# [Dokumentauszug]
►

In der Anamnese zeigt sich, dass Herr W. ein Lauftraining von durchschnittlich 100 km pro Woche durchführt. Als er wegen einer Ermüdungsfraktur das Lauftraining unterbrechen musste, kam es zu einer depressiven Krise. In dieser Zeit hatte er Angst zuzunehmen, und sein BMI sank auf 17,0 kg/m2.

Freunde habe er eigentlich nie gehabt, vermisse sie auch nicht. Das Laufen sei für ihn der einzige Weg, mit Konflikten und Anspannung umzugehen. Die Sorgen der Ärzte verstehe er nicht wirklich. Eigentlich ginge es ihm soweit gut. Er wolle weiter trainieren. Das Laufen sei das einzige, was er habe.

◄

Einträge aus einer Sammlung:
►

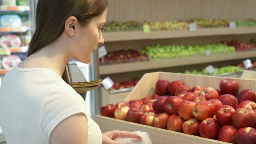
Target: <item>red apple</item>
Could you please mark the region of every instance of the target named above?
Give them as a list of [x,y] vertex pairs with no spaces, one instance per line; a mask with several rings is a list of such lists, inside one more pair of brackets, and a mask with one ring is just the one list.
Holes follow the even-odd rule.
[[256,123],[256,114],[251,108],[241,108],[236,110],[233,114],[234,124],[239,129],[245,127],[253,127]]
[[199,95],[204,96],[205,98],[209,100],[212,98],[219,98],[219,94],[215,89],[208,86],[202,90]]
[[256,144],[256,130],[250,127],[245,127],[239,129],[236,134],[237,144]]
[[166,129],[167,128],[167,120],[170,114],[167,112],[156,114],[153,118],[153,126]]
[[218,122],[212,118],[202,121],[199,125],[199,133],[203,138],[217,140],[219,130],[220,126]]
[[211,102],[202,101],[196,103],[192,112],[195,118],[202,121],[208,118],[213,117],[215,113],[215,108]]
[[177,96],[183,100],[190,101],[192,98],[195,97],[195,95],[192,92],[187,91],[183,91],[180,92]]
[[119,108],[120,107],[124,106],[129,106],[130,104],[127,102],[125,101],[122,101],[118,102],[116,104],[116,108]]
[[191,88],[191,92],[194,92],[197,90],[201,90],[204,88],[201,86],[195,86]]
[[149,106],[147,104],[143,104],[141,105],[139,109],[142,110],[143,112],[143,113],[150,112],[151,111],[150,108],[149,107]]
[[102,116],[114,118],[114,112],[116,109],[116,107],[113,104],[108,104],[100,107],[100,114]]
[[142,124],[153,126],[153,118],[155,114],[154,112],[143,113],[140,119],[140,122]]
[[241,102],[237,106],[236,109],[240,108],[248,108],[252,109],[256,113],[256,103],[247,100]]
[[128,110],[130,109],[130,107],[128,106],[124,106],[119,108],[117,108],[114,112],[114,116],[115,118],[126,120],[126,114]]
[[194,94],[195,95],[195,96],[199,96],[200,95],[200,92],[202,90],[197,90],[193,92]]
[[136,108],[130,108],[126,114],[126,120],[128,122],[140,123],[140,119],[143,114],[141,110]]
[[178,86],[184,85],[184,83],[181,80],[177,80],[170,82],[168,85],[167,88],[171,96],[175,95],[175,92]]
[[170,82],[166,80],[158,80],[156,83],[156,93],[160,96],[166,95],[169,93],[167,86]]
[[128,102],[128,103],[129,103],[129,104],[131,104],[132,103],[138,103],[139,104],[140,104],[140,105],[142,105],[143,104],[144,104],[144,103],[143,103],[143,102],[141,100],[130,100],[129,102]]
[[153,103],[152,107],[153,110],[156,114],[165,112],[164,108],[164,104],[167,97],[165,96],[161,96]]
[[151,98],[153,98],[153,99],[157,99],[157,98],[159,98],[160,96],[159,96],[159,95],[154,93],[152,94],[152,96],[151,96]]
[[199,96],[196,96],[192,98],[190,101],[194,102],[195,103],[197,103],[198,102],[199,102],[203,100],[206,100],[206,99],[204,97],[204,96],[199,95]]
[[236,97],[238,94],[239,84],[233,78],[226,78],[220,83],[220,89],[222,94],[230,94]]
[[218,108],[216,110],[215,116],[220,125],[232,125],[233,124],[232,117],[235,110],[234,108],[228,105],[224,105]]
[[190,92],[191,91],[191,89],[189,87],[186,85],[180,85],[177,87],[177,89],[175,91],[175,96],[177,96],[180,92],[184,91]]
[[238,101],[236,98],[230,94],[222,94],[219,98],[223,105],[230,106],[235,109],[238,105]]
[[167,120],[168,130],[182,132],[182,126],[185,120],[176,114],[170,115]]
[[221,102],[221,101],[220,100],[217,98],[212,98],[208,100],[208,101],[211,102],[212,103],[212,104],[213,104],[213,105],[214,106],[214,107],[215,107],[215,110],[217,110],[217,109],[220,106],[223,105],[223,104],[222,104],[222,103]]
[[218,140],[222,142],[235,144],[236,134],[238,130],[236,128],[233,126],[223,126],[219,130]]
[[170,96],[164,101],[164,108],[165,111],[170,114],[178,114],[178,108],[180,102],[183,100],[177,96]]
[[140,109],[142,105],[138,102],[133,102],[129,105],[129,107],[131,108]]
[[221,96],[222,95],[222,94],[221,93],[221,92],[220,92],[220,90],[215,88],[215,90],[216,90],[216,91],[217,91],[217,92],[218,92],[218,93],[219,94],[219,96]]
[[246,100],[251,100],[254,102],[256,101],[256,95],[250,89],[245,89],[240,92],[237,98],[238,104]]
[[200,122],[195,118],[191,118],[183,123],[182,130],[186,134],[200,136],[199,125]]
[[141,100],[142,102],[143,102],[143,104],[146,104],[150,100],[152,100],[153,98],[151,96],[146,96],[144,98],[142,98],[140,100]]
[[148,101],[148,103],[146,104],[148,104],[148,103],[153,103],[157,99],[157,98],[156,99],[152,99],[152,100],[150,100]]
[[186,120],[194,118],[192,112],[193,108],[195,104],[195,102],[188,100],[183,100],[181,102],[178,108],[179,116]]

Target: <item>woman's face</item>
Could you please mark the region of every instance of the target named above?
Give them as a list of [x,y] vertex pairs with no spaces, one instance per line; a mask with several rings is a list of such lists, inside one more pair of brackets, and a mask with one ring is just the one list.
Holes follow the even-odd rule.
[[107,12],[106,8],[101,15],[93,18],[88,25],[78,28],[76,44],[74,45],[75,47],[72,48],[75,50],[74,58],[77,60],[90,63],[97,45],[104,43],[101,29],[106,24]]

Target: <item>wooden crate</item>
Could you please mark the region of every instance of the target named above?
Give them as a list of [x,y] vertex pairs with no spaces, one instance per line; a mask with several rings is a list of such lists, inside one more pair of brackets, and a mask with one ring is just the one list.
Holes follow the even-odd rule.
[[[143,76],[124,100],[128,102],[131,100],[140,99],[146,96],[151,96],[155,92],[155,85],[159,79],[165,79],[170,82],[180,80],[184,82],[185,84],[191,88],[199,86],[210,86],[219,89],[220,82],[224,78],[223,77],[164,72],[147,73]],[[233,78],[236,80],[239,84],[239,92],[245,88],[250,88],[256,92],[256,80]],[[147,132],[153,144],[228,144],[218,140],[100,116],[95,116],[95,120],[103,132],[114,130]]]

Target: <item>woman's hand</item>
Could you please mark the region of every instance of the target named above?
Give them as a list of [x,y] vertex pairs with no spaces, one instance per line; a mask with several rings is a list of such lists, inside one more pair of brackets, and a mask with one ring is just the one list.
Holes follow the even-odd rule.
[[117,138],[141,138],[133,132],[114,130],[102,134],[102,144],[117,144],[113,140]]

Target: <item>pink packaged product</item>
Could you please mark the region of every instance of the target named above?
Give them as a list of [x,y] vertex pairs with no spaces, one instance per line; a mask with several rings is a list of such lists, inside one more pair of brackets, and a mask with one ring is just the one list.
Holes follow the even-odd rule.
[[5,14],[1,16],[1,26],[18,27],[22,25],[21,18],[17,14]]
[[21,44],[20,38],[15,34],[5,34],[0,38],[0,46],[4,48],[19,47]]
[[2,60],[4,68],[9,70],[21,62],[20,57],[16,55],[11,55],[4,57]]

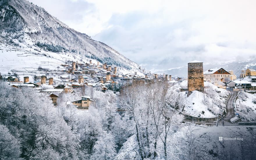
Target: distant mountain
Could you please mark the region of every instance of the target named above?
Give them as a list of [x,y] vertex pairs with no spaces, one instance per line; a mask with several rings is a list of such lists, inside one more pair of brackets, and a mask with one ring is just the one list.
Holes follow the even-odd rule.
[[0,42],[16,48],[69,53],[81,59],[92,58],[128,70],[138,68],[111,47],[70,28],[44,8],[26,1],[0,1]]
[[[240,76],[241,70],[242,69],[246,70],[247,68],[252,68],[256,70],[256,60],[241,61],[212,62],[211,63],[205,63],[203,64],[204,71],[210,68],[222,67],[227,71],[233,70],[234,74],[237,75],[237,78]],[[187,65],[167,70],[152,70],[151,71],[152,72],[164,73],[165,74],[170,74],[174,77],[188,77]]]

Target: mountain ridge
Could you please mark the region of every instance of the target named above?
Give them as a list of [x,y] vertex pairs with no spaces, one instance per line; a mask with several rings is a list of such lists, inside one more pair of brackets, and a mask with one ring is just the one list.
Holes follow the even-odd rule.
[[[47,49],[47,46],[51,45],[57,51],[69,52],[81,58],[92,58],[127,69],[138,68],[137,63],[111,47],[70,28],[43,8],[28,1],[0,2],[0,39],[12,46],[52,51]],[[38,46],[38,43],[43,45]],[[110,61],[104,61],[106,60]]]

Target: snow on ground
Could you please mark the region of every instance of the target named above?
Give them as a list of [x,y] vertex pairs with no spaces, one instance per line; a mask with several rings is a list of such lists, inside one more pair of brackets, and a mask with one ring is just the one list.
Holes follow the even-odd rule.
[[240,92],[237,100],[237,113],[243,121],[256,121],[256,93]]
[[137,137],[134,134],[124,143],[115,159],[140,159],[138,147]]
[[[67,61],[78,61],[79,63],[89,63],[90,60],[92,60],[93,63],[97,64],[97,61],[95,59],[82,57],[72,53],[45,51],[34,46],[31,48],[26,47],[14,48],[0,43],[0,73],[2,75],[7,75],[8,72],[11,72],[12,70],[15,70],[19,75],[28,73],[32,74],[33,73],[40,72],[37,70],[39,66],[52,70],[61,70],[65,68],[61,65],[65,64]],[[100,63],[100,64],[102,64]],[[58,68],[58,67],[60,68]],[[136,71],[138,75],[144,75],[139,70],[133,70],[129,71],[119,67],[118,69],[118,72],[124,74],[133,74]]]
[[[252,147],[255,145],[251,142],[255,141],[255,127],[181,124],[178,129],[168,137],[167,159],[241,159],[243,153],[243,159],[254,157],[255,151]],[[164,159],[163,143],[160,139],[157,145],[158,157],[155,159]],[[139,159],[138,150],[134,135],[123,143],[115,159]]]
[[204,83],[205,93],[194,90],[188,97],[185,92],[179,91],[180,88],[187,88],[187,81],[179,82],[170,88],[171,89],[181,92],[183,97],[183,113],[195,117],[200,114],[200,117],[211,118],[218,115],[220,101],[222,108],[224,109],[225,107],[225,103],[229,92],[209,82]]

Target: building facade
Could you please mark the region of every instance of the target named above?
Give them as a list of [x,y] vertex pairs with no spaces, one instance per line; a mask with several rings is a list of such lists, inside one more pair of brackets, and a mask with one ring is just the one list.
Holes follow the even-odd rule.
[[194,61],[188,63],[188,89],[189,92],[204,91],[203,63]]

◄
►

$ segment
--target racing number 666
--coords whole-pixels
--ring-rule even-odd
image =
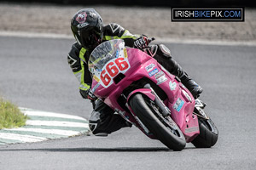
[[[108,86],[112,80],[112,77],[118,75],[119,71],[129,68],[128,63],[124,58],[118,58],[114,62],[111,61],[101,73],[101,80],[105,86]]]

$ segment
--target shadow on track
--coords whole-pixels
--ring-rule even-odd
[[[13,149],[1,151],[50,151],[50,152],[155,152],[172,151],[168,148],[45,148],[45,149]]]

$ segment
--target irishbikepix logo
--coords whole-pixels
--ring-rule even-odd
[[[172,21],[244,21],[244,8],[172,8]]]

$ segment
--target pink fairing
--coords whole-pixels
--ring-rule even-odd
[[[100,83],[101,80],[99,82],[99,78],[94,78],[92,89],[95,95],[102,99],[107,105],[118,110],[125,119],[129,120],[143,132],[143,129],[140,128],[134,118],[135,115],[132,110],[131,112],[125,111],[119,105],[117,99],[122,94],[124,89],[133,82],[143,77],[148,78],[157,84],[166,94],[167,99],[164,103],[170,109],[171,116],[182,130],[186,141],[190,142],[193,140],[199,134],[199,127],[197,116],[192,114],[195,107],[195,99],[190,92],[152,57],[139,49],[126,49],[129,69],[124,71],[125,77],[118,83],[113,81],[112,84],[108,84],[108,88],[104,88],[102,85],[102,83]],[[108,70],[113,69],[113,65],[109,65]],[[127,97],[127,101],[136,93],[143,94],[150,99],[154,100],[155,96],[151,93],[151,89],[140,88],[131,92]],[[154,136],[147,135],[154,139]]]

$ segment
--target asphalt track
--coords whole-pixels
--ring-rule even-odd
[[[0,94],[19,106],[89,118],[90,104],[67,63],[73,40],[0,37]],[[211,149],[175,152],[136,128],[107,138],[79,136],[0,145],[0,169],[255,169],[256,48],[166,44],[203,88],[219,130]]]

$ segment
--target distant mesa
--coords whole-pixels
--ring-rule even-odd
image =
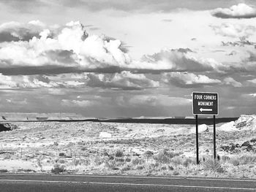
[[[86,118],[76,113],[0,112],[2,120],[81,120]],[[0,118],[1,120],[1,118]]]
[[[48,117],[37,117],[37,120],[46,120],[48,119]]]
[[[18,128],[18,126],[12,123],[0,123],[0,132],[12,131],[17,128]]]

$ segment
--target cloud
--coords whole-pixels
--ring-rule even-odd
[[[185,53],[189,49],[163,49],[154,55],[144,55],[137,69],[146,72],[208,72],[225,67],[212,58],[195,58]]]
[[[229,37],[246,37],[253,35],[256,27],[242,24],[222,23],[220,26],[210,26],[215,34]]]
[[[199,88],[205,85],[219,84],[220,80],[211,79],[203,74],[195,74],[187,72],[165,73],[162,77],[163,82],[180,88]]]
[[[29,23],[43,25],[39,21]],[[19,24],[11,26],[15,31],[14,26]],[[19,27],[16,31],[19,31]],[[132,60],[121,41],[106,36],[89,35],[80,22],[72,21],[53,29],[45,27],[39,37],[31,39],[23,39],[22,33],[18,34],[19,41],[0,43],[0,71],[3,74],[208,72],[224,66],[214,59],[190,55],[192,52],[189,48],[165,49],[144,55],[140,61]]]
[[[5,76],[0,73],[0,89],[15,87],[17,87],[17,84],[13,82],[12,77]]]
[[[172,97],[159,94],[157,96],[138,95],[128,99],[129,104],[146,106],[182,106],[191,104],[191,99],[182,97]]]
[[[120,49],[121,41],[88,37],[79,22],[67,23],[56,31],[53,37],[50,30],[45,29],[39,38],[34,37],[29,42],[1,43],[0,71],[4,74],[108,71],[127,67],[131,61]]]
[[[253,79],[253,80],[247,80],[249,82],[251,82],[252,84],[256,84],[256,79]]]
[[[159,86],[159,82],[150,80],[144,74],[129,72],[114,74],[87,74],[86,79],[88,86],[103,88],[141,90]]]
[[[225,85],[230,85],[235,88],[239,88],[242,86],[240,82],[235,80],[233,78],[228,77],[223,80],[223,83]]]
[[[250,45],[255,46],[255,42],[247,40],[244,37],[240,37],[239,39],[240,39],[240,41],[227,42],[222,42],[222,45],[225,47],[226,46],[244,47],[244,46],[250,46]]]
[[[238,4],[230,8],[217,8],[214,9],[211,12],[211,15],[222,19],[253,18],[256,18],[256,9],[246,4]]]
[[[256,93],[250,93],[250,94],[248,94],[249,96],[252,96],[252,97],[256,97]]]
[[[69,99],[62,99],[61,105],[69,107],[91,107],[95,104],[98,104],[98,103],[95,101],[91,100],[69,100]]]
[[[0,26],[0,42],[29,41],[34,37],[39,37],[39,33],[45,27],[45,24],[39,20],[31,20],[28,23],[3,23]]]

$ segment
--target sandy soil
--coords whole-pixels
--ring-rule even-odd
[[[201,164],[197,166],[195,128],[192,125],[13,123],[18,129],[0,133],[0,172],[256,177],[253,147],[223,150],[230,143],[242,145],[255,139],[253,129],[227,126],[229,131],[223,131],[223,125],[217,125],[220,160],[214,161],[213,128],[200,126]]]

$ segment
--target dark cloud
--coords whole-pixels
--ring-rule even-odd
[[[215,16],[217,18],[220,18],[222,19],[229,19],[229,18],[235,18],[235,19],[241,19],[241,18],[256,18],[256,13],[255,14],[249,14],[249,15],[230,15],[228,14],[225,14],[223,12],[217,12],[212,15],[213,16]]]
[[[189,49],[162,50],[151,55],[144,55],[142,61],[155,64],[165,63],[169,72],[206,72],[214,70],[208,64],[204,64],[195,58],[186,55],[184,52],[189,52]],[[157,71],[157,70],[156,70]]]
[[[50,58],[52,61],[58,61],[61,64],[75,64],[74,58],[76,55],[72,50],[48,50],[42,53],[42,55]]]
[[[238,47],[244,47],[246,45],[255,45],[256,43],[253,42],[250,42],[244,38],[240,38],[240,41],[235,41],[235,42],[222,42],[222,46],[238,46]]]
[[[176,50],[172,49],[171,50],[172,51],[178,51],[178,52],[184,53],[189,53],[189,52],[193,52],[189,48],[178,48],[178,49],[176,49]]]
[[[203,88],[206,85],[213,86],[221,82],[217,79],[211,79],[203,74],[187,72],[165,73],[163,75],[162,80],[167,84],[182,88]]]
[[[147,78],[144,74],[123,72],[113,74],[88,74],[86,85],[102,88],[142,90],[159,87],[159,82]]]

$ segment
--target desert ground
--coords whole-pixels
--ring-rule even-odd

◄

# [Aufgabe 1]
Führen Sie alle Sätze aus dem zweiten Absatz des Dokumentauszugs auf, die Herrn W.s Sicht in indirekter Rede wiedergeben.
# [Aufgabe 2]
Prüfen Sie anhand des Dokumentauszugs, ob die folgenden Aussagen zutreffen, und belegen Sie jede Entscheidung mit einem wörtlichen Zitat: (a) Herr W. läuft im Durchschnitt 100 km pro Woche. (b) Herr W. unterbrach das Lauftraining wegen einer Knieverletzung. (c) Herr W. vermisst Freunde.
# [Aufgabe 3]
Erläutern Sie laut Dokumentauszug, weshalb Herr W. das Lauftraining unterbrechen musste.
Die Einträge sind für die Bearbeitung ohne Belang.

# [Lösung 1]
- „Freunde habe er eigentlich nie gehabt, vermisse sie auch nicht.“
- „Das Laufen sei für ihn der einzige Weg, mit Konflikten und Anspannung umzugehen.“
- „Die Sorgen der Ärzte verstehe er nicht wirklich.“
- „Eigentlich ginge es ihm soweit gut.“
- „Er wolle weiter trainieren.“
- „Das Laufen sei das einzige, was er habe.“

# [Lösung 2]
(a) Ja: „ein Lauftraining von durchschnittlich 100 km pro Woche“
(b) Nein: „wegen einer Ermüdungsfraktur das Lauftraining unterbrechen musste“
(c) Nein: „vermisse sie auch nicht“

# [Lösung 3]
Herr W. musste das Lauftraining wegen einer Ermüdungsfraktur unterbrechen.